--- SELECTED TEXT ---
---*---
Adjectival phrases like small handful and young kid keep being uttered and written in contemporary American English, evidently without their producers being aware of the fact that they are pleonastic, i.e. the adjective is redundant: the meaning of the adjective is already contained in the semantic makeup of the noun it modifies. Handful, meaning ‘the amount that can fit in one’s hand’, is ‘small’ by definition. Likewise, kid, whether the referent is the young of a goat (its original sense) or of a human being, is just that: ‘young’.
Why “extruded?” Because the meaning of the adjective is already included in that of the noun it modifies but is linearized as a word that is an excrescence.
These constructions are further evidence––if one needed any––of the fact that American speech is teeming with pleonasms (redundancies, tautologies) of all sorts (fresh example: “Through the debate, he [Obama] was reassuring and self-composed.” David Brooks, “Thinking About Obama,” The New York Times, October 17, 2008, A27). Some have become so firmly ensconced in the language––like safe haven, prior experience, and advance planning––that we use them without giving them a second thought. But they are pleonastic nonetheless.
---*---
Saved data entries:
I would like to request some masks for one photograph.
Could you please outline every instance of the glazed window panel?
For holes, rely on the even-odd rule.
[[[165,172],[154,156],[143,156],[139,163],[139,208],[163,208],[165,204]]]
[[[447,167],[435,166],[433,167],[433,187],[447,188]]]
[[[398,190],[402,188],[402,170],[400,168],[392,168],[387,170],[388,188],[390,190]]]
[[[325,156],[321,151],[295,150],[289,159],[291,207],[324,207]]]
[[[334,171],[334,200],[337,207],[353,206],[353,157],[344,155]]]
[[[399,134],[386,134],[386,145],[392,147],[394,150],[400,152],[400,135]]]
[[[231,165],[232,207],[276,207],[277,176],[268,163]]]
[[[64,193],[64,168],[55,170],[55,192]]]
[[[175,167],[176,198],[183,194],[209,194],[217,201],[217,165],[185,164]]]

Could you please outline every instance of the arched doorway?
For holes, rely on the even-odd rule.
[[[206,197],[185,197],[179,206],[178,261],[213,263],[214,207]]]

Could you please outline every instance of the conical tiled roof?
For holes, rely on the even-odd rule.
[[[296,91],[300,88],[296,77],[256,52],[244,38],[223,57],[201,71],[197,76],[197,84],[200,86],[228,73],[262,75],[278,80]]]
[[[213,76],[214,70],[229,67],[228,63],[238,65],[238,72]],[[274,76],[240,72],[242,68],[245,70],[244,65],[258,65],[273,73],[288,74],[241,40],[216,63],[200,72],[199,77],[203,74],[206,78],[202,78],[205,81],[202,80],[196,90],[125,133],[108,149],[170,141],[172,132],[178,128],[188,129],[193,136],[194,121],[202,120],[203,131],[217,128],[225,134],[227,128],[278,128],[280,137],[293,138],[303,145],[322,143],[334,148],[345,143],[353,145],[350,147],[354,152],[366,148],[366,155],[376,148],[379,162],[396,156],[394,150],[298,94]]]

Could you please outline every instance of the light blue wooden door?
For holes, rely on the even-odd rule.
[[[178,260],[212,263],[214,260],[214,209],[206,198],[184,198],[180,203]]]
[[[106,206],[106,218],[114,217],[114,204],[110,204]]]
---*---
--- REQUIRED WORK ---
1 – Reproduce the passage on redundant adjectives between "These constructions are" and "are pleonastic nonetheless.", inclusive.
2 – Summarize the passage on redundant adjectives in two sentences.

--- RESPONSES IN ORDER ---
1 –
These constructions are further evidence––if one needed any––of the fact that American speech is teeming with pleonasms (redundancies, tautologies) of all sorts (fresh example: “Through the debate, he [Obama] was reassuring and self-composed.” David Brooks, “Thinking About Obama,” The New York Times, October 17, 2008, A27). Some have become so firmly ensconced in the language––like safe haven, prior experience, and advance planning––that we use them without giving them a second thought. But they are pleonastic nonetheless.

2 – Phrases such as small handful and young kid are pleonastic, because the meaning of the adjective is already contained in the noun it modifies. American speech is full of such redundancies, and some, like safe haven, prior experience, and advance planning, are so firmly established that people use them without a second thought.